- _Records for the task_:
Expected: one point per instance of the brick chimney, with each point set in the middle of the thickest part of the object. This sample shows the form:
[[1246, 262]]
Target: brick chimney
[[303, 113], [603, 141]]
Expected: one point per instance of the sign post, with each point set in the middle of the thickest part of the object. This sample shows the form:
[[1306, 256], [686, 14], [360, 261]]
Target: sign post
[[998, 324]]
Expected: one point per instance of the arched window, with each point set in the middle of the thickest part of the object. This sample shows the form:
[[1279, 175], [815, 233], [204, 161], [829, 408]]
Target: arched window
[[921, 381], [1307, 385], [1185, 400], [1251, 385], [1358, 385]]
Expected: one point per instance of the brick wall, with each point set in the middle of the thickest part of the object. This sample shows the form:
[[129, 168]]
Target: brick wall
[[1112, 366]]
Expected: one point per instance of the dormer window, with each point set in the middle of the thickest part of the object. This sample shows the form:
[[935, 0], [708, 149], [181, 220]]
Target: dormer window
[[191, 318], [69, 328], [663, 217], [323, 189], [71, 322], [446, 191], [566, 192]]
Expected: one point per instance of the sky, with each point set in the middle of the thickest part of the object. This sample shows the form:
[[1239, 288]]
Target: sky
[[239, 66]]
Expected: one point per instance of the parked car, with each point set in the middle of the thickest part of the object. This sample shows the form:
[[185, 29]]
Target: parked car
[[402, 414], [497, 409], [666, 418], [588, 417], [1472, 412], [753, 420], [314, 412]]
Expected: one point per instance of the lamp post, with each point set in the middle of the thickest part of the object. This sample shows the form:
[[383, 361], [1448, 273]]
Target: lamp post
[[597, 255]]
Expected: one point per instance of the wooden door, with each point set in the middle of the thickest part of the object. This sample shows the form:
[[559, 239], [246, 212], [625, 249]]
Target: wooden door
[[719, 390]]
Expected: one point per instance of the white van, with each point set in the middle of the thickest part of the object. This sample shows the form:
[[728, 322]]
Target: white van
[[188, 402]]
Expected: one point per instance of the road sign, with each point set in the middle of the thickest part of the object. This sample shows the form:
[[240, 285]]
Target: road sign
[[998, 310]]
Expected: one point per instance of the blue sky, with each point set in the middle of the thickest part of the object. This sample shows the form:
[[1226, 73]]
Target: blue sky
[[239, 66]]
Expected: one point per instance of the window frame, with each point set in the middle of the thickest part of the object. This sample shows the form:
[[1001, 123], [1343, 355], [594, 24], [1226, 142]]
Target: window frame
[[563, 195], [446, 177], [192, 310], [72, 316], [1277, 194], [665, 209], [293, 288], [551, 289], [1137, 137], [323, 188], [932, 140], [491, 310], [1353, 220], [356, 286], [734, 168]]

- _Exercise instructions_: Your answer must be an exact transcription of the lines from the one containing "[[1239, 288]]" through the last line of the records above, and nothing else.

- _The answer_:
[[1239, 288]]
Target: sky
[[239, 66]]
Expected: one point per instance of the parked car, with each point set in the middle of the thickest part of the object. This sample shows the form:
[[185, 29]]
Target: parked car
[[402, 414], [497, 409], [666, 418], [588, 417], [1472, 412], [753, 420], [314, 412]]
Expected: one point per instance of the lamp post, with each point set in the middle of the thickest part of the object. This sample shows the form:
[[383, 361], [1448, 273]]
Target: lamp post
[[597, 255]]
Expected: one point per instance of the wooden door, with each point set in the middle of the thickest part of the object. This sample shows the form:
[[559, 239], [246, 212], [625, 249]]
Target: wooden door
[[719, 390]]
Expected: one point per instance of the white van, with each point set in the middle of the thickest part of the object. This sample shows the form:
[[728, 322]]
Target: white van
[[188, 402]]
Expected: one point per instance of the road sign, with each point set in the middle of the thickest part of the object. This sample shows the form:
[[240, 285]]
Target: road sign
[[998, 310]]
Expected: one point per instance of the blue sky, with each point set in the middle of the thickest part of the object. This sample shows the form:
[[1226, 73]]
Target: blue sky
[[239, 66]]
Expected: one point per instance of the window frame, with each point set in the middle of the thickest part of the object. This sample shows the form:
[[1001, 123], [1343, 355], [594, 24], [1226, 142]]
Target: window frame
[[563, 195], [446, 177], [192, 310], [72, 316], [1277, 194], [665, 209], [293, 288], [551, 289], [1137, 137], [323, 188], [932, 140], [491, 310], [1353, 220], [356, 286], [734, 168]]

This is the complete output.